• What needs to be done
The article below on vehicle fuel efficiency ends by naming other solutions for cutting carbon dioxide emissions. List every solution that its final sentence names.

Doubling Vehicle Fuel Efficiency Could Cut CO2 Emissions by 10 Percent
In 2004, Robert Jackson and William Schlesinger of Duke University’s Nicholas School of the Environment and Earth Sciences examined the impact that doubling the fuel efficiencies of cars and light trucks would have on reducing net U.S. carbon dioxide emissions. Carbon dioxide has been implicated in global warming because it can trap heat in the atmosphere much like a greenhouse.
The two scientists estimated that cars and light trucks emit roughly 20 percent of carbon dioxide emissions. Doubling the fuel efficiency of such vehicles -- for example through hybrid gas-electric vehicles -- could achieve a 10 percent carbon dioxide reduction, they said in their analysis, which was published in October 2004 in the online edition of the Proceedings of the National Academy of Sciences.
On Tuesday, Jackson praised President Bush’s expected proposal.
"Republican or Democrat, the president’s initiative makes sense for the security and environmental health of our country," said Jackson, a professor of environmental science and biology who is also director of Duke’s Center on Global Change.
In their 2004 article, the two scientists looked at other ways to reduce carbon dioxide in the atmosphere, including the implementation of "carbon sequestration" measures. Carbon sequestration includes adopting no-till agriculture to retain crop wastes in the soil rather than letting them decay after plowing, and retiring croplands by paying farmers to revert them to grassland or forests. Their calculations showed that converting all U.S. croplands to no-till agriculture, or even taking the unthinkable step of retiring all croplands, would yield only a reduction of less than 4 percent in carbon dioxide emissions.
In the conclusion of their article, they called for all possible strategies to be considered in plans to reduce carbon dioxide emissions. Other solutions include the use of renewable energy sources, decarbonization and geological sequestration.

• Source information
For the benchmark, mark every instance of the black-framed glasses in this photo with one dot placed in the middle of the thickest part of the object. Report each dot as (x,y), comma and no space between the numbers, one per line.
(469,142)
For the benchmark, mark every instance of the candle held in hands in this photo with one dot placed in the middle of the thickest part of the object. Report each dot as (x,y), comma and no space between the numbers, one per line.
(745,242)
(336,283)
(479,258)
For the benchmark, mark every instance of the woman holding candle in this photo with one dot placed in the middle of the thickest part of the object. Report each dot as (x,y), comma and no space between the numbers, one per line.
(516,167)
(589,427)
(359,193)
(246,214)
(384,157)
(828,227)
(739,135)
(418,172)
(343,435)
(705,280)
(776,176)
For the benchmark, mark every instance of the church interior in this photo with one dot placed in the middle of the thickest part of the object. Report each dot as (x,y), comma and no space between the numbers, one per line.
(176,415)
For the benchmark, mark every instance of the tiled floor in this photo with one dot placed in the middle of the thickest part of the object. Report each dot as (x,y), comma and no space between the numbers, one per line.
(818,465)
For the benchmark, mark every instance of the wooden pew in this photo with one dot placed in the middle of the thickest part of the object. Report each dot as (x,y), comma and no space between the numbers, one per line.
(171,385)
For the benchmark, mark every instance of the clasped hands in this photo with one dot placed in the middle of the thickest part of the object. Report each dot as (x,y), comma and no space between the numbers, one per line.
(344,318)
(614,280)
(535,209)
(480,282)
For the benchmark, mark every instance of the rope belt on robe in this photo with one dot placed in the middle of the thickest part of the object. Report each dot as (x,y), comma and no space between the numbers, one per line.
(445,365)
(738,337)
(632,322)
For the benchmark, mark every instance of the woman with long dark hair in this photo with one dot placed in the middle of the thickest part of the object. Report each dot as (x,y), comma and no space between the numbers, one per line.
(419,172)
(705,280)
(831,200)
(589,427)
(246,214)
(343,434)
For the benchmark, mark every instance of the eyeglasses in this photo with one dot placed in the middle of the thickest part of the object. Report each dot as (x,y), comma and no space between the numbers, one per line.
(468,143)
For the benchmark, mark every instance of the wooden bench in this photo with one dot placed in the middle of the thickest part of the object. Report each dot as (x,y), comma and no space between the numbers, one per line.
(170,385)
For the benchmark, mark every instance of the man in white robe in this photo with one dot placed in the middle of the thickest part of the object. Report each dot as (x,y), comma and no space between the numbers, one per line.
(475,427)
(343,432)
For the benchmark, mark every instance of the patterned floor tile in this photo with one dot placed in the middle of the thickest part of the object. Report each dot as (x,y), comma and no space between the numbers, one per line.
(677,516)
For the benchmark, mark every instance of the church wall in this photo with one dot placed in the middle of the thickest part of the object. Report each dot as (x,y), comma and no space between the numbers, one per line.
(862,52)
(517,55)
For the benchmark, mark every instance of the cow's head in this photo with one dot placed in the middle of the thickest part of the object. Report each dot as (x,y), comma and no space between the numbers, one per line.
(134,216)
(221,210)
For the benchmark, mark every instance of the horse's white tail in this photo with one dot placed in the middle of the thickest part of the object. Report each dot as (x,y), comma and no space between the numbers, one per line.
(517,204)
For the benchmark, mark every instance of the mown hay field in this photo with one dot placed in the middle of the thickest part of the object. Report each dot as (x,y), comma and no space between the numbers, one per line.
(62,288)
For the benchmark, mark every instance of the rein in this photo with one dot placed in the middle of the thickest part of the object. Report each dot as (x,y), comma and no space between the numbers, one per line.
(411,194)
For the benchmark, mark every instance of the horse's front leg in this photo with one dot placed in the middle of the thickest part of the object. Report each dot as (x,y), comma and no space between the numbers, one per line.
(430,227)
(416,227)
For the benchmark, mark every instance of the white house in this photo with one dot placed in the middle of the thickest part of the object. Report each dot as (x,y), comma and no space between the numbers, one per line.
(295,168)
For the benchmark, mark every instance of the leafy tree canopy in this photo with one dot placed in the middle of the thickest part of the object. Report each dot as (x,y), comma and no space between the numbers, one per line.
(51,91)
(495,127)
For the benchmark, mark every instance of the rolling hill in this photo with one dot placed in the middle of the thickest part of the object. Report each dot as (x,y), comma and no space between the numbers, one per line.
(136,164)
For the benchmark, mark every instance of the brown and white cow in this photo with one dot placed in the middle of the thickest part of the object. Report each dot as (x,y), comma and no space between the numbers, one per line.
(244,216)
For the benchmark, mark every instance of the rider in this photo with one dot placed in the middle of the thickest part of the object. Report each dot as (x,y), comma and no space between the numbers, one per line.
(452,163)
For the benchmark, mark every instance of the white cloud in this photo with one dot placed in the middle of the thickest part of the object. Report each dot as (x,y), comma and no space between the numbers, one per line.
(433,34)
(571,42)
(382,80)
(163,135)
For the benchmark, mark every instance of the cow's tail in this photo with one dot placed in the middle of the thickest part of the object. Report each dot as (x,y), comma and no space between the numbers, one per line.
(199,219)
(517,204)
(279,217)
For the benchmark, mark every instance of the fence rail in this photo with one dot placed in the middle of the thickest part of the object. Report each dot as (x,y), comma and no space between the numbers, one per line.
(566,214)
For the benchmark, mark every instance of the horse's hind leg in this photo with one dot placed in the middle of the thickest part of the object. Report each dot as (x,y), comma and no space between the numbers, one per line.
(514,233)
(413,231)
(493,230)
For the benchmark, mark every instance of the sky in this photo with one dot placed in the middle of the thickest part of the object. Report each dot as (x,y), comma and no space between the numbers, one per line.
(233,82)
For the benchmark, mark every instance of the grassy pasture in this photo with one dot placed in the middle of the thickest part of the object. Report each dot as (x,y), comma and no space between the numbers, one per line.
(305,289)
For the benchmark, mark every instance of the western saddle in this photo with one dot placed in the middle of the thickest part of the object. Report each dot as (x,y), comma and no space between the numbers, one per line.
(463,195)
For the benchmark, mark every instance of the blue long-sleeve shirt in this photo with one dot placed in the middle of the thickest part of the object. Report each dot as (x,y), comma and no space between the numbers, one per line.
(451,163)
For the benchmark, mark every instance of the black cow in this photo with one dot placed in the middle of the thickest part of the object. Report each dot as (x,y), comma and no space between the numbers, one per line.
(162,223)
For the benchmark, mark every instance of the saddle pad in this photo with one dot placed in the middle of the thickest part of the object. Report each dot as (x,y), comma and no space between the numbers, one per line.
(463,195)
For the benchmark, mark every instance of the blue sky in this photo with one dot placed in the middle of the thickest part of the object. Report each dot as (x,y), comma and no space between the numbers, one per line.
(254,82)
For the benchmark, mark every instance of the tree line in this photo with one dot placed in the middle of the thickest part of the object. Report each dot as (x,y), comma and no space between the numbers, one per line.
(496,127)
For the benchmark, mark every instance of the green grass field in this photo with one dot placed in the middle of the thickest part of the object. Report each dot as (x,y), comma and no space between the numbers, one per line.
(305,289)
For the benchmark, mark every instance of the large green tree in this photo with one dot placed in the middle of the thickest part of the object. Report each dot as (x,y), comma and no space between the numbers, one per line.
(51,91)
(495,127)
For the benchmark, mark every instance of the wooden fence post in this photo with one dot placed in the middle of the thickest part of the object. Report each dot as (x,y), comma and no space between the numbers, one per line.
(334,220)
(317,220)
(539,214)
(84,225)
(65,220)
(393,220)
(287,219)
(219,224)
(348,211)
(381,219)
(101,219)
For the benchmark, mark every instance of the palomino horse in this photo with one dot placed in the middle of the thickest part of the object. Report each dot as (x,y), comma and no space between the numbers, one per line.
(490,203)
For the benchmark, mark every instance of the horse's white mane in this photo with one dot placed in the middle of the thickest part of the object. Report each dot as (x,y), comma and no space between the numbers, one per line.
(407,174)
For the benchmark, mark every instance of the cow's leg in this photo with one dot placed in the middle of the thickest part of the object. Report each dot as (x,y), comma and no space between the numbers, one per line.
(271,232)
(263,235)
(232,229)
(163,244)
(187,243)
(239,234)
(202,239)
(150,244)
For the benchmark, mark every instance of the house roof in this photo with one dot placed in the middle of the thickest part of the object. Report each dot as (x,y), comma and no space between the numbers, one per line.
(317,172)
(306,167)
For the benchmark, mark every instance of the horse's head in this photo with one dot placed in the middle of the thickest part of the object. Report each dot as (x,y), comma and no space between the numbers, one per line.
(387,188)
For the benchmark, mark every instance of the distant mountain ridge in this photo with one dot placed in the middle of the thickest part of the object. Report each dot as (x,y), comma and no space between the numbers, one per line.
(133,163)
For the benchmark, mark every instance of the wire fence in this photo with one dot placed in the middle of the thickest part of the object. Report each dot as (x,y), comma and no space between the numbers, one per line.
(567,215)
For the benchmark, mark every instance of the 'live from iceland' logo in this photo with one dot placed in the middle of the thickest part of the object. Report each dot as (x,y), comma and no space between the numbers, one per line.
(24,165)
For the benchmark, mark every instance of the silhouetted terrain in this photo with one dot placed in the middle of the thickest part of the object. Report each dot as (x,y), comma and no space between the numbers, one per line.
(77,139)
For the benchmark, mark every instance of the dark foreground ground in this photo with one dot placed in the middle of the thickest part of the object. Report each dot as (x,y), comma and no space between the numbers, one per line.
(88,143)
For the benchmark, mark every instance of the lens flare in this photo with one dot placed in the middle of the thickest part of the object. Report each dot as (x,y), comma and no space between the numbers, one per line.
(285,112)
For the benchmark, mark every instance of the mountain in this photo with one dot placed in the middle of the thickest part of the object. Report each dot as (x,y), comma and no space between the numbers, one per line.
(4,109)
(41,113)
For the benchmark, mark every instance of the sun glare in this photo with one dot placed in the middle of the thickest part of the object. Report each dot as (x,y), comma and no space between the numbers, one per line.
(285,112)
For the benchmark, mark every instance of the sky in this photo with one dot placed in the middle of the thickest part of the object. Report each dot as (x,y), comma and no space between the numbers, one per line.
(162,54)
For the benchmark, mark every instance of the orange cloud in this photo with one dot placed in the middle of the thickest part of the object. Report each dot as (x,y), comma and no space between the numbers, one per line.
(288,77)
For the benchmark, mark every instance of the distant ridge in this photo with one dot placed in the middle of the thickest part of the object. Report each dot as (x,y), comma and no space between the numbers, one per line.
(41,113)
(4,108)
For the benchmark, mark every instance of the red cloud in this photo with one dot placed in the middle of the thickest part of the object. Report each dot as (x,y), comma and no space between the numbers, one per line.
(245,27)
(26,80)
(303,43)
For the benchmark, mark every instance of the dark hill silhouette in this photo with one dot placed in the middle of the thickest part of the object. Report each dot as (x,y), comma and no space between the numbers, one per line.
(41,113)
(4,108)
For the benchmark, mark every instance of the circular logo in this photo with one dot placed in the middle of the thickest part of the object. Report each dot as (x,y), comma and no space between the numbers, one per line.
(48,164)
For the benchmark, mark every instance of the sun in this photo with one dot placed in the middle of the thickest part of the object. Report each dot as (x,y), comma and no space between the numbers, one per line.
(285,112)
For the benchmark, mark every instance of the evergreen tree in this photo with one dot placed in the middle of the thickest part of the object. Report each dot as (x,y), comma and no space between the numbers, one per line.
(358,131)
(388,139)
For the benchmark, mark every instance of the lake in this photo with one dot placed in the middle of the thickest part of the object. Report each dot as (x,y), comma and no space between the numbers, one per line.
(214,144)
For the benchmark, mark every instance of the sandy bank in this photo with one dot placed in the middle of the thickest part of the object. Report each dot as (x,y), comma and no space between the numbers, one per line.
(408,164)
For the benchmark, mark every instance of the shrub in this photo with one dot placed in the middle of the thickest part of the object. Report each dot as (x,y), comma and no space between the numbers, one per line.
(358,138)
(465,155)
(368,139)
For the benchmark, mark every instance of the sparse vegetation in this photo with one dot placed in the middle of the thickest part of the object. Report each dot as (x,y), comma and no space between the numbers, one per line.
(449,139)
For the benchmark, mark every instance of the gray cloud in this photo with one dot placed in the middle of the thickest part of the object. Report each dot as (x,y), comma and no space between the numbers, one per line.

• Finished exercise
- Use of renewable energy sources
- Decarbonization
- Geological sequestration